TEXTO:
▼▼▼
Parte da equipe em Pirapora, no início da expedição. Foto: André Fossati

A verdade é que queremos ser resgatados: estamos ansiosos para voltar. Durante os quinze dias do Cinema no Rio tivemos o prazer de produzir dezenas de imagens, ensinar técnicas de fotografias para centenas de crianças e fazer exibições de cinema para milhares de pessoas. Fomos pagos com o conhecimento, as histórias e os sorrisos dos moradores ribeirinhos, sempre tão afetuosos. Quem, em sã consciência, ficaria feliz em dizer tchau?

Esse dia vai chegar. E enquanto isso, para os leitores que acompanharam a expedição (mesmo de longe), um recado do idealizador do projeto, Inácio Neves, e um vídeo produzido por Maria Ribeiro para mostrar um pouco da rotina da equipe durante os quentes e ternos dias que o nosso barco velejava em "alto-rio".


Queridos amigos,

Depois de muitas alvoradas e e entardeceres, entremeados de encontros, chegamos ao final da oitava edição do projeto Cinema no Rio São Francisco, com um desejo enorme de iniciar a nona. Pretendemos, no próximo ano, chegar até Juazeiro, na Bahia, navegando pela represa de Sobradinho, único local em que o projeto ainda não se fez presente.
▲▲▲
INSTRUÇÃO 1: Reproduza literalmente a listagem, da linha que contém "task: provide the mask of each instance of the crustacean" até o final dela, incluindo ambas as extremidades.
O texto e a listagem não têm relação entre si.

MATERIAL FORNECIDO:
▼▼▼
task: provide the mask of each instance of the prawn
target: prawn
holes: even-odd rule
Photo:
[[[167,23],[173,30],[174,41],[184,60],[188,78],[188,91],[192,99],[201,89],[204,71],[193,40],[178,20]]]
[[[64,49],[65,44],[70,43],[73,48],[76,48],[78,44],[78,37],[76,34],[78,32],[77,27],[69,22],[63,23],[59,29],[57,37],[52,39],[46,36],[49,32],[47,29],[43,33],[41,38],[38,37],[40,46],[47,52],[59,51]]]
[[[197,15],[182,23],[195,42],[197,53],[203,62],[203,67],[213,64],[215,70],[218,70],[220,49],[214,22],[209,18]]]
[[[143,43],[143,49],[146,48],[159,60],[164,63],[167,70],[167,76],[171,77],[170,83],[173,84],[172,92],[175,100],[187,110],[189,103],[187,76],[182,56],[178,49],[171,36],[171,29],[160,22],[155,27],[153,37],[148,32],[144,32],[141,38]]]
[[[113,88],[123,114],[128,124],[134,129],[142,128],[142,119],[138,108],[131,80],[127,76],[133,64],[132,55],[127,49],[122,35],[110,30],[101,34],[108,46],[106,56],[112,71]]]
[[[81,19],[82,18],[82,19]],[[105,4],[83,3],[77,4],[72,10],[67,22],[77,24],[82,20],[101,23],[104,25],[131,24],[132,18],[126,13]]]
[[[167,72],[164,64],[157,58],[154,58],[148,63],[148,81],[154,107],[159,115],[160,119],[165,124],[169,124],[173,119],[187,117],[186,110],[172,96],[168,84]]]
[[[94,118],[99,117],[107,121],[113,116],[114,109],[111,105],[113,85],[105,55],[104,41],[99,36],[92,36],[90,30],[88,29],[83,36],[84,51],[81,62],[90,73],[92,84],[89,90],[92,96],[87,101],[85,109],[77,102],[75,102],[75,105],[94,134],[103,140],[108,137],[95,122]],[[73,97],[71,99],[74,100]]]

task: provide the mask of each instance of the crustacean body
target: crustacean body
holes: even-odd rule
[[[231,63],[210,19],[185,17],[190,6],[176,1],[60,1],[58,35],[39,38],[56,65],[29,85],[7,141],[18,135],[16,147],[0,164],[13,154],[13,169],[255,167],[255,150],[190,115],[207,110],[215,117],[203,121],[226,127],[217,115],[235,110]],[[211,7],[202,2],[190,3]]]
▲▲▲
INSTRUÇÃO 2: Resuma o texto em duas frases.

RESPOSTA CORRETA 1:
task: provide the mask of each instance of the crustacean body
target: crustacean body
holes: even-odd rule
[[[231,63],[210,19],[185,17],[190,6],[176,1],[60,1],[58,35],[39,38],[56,65],[29,85],[7,141],[18,135],[16,147],[0,164],[13,154],[13,169],[255,167],[255,150],[190,115],[207,110],[215,117],[203,121],[226,127],[217,115],[235,110]],[[211,7],[202,2],[190,3]]]

RESPOSTA CORRETA 2: Durante os quinze dias do Cinema no Rio, a equipe produziu dezenas de imagens, ensinou técnicas de fotografia a centenas de crianças e exibiu filmes para milhares de pessoas, sendo recebida com afeto pelos moradores ribeirinhos. Ao fim da oitava edição do projeto Cinema no Rio São Francisco, o idealizador Inácio Neves anuncia a intenção de chegar no próximo ano a Juazeiro, na Bahia, navegando pela represa de Sobradinho.